**Extrait source**
:::

Mis en examen, il a toujours nié toute responsabilité. Des pièces du dossier que « Le Monde » a pu consulter montrent pourtant un degré de complicité, nourri entre autres par l’appât du gain.

Par  et

Publié le 22 décembre 2015 à 20h16, modifié le 23 décembre 2015 à 13h53

Temps de Lecture 7 min.

Capture d'écran de la chaîne BFM-TV montrant Jawad Bendaoud, à Saint-Denis le 18 novembre.

Son apparition saugrenue, mercredi 18 novembre au petit matin, sur les écrans de télévision avait offert à un pays en état de choc un premier moment de catharsis. L’assaut mené par le RAID contre la planque d’Abdelhamid Abaaoud – le coordinateur présumé des attentats du 13 novembre – dans un immeuble délabré de Saint-Denis est retransmis en direct lorsque Jawad Bendaoud, propriétaire autoproclamé de l’appartement, apparaît spontanément devant les caméras de BFM-TV à 7 h 20 :

« J’étais pas au courant que c’était des terroristes, moi. (…) On m’a demandé de rendre service, j’ai rendu service, Monsieur. On m’a demandé d’héberger deux personnes pendant trois jours, j’ai rendu service tout simplement. Je ne sais pas d’où ils viennent, on est au courant de rien, Monsieur. Si je savais, vous croyez que je les aurais hébergés ? »

L’homme n’a pas le temps de finir sa plaidoirie qu’un policier l’embarque. Son interpellation en direct et l’incongruité de son témoignage en font immédiatement une star sur les réseaux sociaux. Un compte Twitter parodique, Logeur du Daesh, compte plus de 70 000 abonnés, une soirée pyjama fictive organisée chez lui rassemble 200 000 participants et d’innombrables vidéos pullulent sur la Toile.

:::

**Lignes d'un jeu de données de pointage d'objets**
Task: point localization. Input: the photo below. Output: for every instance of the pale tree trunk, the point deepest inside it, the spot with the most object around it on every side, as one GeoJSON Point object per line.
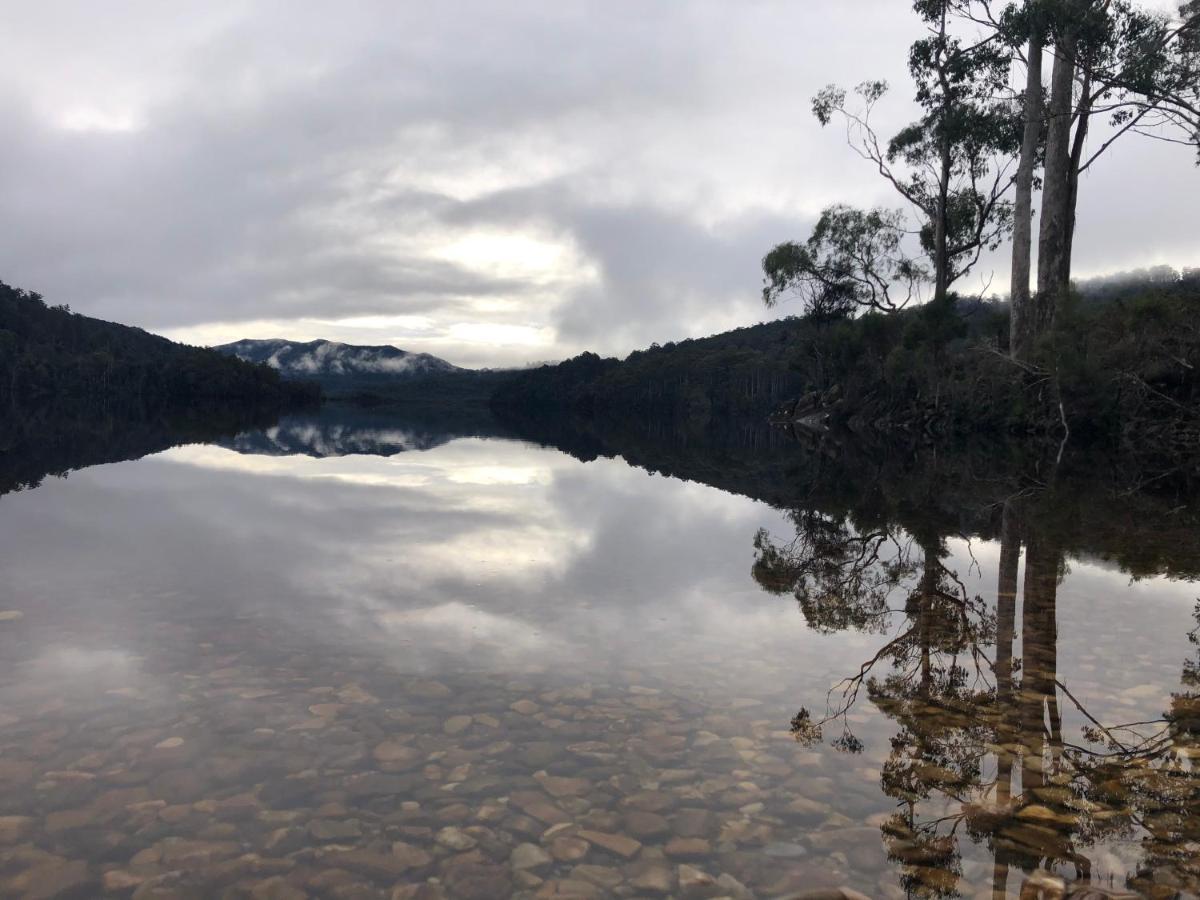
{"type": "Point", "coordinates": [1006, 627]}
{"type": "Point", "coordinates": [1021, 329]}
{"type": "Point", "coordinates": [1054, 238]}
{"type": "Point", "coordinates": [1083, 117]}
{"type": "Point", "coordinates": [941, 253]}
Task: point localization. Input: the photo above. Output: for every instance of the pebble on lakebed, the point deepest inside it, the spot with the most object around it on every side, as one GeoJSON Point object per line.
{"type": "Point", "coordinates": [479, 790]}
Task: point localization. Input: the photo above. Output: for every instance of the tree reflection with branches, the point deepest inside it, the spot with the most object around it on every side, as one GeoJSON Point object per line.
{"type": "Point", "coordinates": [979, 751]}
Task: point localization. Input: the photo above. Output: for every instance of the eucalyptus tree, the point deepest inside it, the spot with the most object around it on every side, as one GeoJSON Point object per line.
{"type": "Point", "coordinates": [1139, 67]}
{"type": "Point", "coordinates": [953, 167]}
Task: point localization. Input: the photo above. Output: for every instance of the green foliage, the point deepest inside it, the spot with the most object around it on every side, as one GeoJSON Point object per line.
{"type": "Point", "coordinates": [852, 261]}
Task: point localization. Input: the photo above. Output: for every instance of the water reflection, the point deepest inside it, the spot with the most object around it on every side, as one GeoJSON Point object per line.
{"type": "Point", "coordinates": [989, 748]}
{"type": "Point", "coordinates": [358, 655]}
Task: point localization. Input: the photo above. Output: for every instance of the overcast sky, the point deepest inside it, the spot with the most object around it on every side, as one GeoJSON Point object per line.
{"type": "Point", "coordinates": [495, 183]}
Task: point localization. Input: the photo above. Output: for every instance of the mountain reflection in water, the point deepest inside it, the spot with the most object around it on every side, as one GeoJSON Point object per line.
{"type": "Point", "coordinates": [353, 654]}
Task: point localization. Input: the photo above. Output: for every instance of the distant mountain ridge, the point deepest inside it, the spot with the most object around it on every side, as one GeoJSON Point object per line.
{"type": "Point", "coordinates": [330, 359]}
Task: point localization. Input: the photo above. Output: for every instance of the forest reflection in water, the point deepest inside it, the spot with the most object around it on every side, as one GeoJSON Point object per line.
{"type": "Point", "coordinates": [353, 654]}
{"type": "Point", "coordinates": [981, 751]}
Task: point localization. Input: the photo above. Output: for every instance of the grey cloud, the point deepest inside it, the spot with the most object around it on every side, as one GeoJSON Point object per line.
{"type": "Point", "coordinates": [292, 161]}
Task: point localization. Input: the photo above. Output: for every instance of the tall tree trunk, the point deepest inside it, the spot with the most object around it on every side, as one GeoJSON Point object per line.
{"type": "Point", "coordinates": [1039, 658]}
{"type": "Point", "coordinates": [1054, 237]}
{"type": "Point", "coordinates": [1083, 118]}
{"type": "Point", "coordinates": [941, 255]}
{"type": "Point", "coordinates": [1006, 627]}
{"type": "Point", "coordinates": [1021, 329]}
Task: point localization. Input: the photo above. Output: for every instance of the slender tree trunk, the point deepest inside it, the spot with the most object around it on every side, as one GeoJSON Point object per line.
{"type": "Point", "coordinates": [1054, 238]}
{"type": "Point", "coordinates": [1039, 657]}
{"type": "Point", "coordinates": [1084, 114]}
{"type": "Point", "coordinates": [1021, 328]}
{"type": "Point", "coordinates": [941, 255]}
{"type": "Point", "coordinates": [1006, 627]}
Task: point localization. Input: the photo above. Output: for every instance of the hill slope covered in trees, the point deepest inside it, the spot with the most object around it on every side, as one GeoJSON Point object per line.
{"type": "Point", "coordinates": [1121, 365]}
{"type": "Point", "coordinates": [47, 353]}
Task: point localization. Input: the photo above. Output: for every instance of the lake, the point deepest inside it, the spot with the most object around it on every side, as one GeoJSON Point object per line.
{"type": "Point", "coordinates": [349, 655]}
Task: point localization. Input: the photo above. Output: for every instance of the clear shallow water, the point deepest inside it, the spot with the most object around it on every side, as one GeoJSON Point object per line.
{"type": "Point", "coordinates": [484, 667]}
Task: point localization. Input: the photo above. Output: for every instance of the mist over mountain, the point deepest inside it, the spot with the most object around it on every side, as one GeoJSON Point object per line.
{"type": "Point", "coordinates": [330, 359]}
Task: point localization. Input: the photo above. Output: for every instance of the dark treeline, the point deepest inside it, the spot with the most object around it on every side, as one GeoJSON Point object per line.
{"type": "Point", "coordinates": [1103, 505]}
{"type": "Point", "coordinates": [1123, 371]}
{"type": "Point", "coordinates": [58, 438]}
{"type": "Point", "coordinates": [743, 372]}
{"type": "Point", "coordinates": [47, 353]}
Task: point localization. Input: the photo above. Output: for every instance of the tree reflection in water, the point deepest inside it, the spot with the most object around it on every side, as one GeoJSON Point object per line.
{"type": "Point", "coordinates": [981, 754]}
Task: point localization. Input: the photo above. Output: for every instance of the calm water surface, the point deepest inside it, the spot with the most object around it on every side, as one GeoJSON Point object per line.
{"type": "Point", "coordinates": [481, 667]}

:::

**Consigne**
Relevez toutes les heures de la journée qui figurent dans l'extrait sur Jawad Bendaoud. Le listing n'a aucun lien avec l'extrait.

**Réponse**
20h16, 13h53, 7 h 20